- DATA FOR THE TASK -
╔══

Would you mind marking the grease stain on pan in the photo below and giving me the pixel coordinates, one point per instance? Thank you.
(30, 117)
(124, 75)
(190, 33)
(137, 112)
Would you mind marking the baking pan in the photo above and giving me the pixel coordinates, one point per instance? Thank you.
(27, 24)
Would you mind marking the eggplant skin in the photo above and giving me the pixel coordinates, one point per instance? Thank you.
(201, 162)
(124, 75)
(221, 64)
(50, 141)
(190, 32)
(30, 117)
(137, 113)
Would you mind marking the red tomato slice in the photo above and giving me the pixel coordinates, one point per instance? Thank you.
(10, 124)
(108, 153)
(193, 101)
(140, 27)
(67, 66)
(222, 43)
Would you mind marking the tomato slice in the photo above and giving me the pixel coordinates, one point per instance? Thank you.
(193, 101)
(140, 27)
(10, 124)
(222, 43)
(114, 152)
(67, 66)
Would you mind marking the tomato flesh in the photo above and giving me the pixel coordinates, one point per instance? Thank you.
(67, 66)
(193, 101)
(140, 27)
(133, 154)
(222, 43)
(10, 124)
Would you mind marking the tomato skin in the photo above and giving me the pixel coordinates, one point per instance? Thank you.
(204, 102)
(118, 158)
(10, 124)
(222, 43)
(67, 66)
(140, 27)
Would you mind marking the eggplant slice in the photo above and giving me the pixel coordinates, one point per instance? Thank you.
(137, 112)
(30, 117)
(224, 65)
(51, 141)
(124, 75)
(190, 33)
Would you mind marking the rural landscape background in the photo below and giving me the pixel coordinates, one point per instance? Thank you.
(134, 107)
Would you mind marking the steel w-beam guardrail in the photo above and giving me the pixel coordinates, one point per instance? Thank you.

╚══

- EXERCISE INSTRUCTIONS -
All of the data is to be written out again, word for word.

- WRITTEN ANSWER -
Would you mind marking the grease stain on pan in the photo below and giving me the pixel coordinates, one point per instance? Thank you.
(30, 117)
(124, 75)
(190, 33)
(137, 112)
Would you mind marking the baking pan in the photo above and giving me the pixel coordinates, one point per instance? Thank you.
(27, 24)
Would you mind marking the eggplant skin in the photo above and giving me the pixel coordinates, one point per instance? Thank you.
(201, 162)
(124, 75)
(221, 64)
(50, 141)
(190, 32)
(30, 117)
(137, 113)
Would you mind marking the red tomato slice in the photo above and giving me the pixel coordinates, one point per instance? Thank you.
(10, 124)
(108, 153)
(193, 101)
(140, 27)
(67, 66)
(222, 43)
Would you mind marking the tomato slice in the photo above and giving me the pixel coordinates, one point per instance? Thank you.
(193, 101)
(140, 27)
(10, 124)
(222, 43)
(114, 152)
(67, 66)
Would you mind marking the tomato flesh in the photo above and giving me the pixel coordinates, one point per instance? Thank you.
(67, 66)
(193, 101)
(140, 27)
(133, 154)
(222, 43)
(10, 124)
Would you mind marking the tomato skin in the photo above and giving me the pixel coordinates, one point per instance? Thank you.
(204, 102)
(118, 158)
(10, 124)
(222, 43)
(67, 66)
(140, 27)
Would you mind marking the eggplant slice in the photo above and giving me the pixel coordinates, one point per instance? Thank you.
(137, 112)
(30, 117)
(224, 65)
(51, 141)
(124, 75)
(190, 33)
Would you mind marking the rural landscape background in the photo below and giving me the pixel coordinates, one point per instance? Thank you.
(134, 107)
Would you mind marking the steel w-beam guardrail in the photo above and giving me the pixel coordinates, one point per instance? Thank you.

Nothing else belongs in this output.